Pro B - Au bord de l'abîme début 2019, le SQBB est revenu de l'enfer financier pour s'imposer comme une place forte de Pro B. Moins de cinq ans après, Saint-Quentin a même composté son billet pour la Betclic ÉLITE, porté par le binôme Laurent Prache - Julien Mahé. Un joli clin d’œil au phénix, l'oiseau mythique figurant sur le logo du club. Chronique d'une résurrection inattendue.
Des crêpes et un duo gagnant : le phénix Saint-Quentin, histoire d’une résurrection
Crédit photo : Julie Dumélié

11 janvier 2022. Saint-Quentin touche le fond en s’inclinant à Évreux (68-73), le SQBB est relégable. Tous ceux qui disaient que la troisième place acquise en 2021 n’était due qu’à la présence du duo Parker Jackson-Cartwright – Hugo Besson avaient raison. Alors Julien Mahé va trouver son président Laurent Prache et lui intime de tourner la page. « Il faut que tu me coupes », lui dit-il. Mais le dirigeant refuse catégoriquement et invite son coach à venir en discuter dans une crêperie locale, La Remise de Tantine. « Il m’a répondu qu’un bon Breton ne refusait jamais une crêpe », se marre-t-il racontant l’épisode. Trois jours plus tard, le SQBB brillait contre Boulazac (90-83) après avoir compté jusqu’à 30 points d’avance, le prélude d’une deuxième partie de saison exceptionnelle, au point de terminer de nouveau sur le podium. Une tradition est née, ou plutôt une superstition. La veille de chaque match à domicile, les deux hommes vont manger à la crêperie. Une seule fois ont-ils omis de le faire : c’était en marge de la rencontre contre Champagne Basket, perdue à domicile, la seule défaite de la saison à Pierre-Ratte… Alors quand la fille de Julien Mahé, Lola, avait sa représentation théâtrale le jeudi 11 mai au soir, veille du match du titre, il a fallu ruser. Pour ne pas laisser l’irrationnel décider de leur destin, le coach et le président se sont donc retrouvés à leur table préférée le vendredi à midi, quelques heures seulement avant la réception d’Angers. Quelques heures avant une soirée de légende pour Saint-Quentin. Le pouvoir des crêpes…

Le coup de massue Larrouquis, 300 000 euros de perte

2018/19 : comme ici à Rueil, le SQBB de Benoit Gillet se débat dans l’anonymat de la Nationale 1 (photo : Gérard Héloise)

Éléments de données
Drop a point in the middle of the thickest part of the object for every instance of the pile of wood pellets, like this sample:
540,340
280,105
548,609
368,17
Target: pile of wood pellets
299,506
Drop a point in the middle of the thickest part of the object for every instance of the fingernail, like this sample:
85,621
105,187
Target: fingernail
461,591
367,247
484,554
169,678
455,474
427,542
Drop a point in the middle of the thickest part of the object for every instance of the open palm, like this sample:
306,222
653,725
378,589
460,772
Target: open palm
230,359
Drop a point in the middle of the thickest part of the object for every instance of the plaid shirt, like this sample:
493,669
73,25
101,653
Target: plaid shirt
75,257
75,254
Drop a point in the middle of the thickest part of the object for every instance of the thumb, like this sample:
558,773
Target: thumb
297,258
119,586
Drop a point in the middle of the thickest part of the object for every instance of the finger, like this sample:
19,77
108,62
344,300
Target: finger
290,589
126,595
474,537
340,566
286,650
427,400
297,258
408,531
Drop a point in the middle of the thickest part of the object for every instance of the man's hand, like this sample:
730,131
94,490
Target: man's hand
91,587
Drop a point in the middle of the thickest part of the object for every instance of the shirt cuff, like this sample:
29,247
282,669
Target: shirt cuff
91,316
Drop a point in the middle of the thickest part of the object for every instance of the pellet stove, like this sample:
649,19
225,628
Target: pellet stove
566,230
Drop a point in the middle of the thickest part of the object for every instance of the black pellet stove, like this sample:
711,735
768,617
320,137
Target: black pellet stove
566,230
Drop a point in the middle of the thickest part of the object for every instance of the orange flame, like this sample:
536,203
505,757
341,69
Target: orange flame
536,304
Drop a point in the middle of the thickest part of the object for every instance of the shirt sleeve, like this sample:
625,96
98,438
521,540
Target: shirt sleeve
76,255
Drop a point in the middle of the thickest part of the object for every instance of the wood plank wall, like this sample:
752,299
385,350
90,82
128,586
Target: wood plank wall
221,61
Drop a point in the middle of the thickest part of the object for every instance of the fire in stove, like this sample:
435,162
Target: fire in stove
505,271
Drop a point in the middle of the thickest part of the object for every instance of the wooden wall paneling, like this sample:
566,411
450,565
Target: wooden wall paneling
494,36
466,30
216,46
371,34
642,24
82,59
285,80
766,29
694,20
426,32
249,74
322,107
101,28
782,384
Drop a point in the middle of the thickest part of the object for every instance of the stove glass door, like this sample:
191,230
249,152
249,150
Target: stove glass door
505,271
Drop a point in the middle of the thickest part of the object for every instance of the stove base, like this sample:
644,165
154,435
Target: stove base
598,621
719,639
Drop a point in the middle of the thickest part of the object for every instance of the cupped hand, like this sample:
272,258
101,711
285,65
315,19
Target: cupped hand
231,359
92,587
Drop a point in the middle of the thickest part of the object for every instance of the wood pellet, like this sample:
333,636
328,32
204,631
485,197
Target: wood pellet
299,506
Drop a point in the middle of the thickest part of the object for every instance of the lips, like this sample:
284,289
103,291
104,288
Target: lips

◆ **Consigne**
Dans le texte sur le SQBB, relevez toutes les équipes adverses de Saint-Quentin nommées dans le paragraphe qui commence par « 11 janvier 2022 ».

◆ **Réponse**
Évreux, Boulazac, Champagne Basket, Angers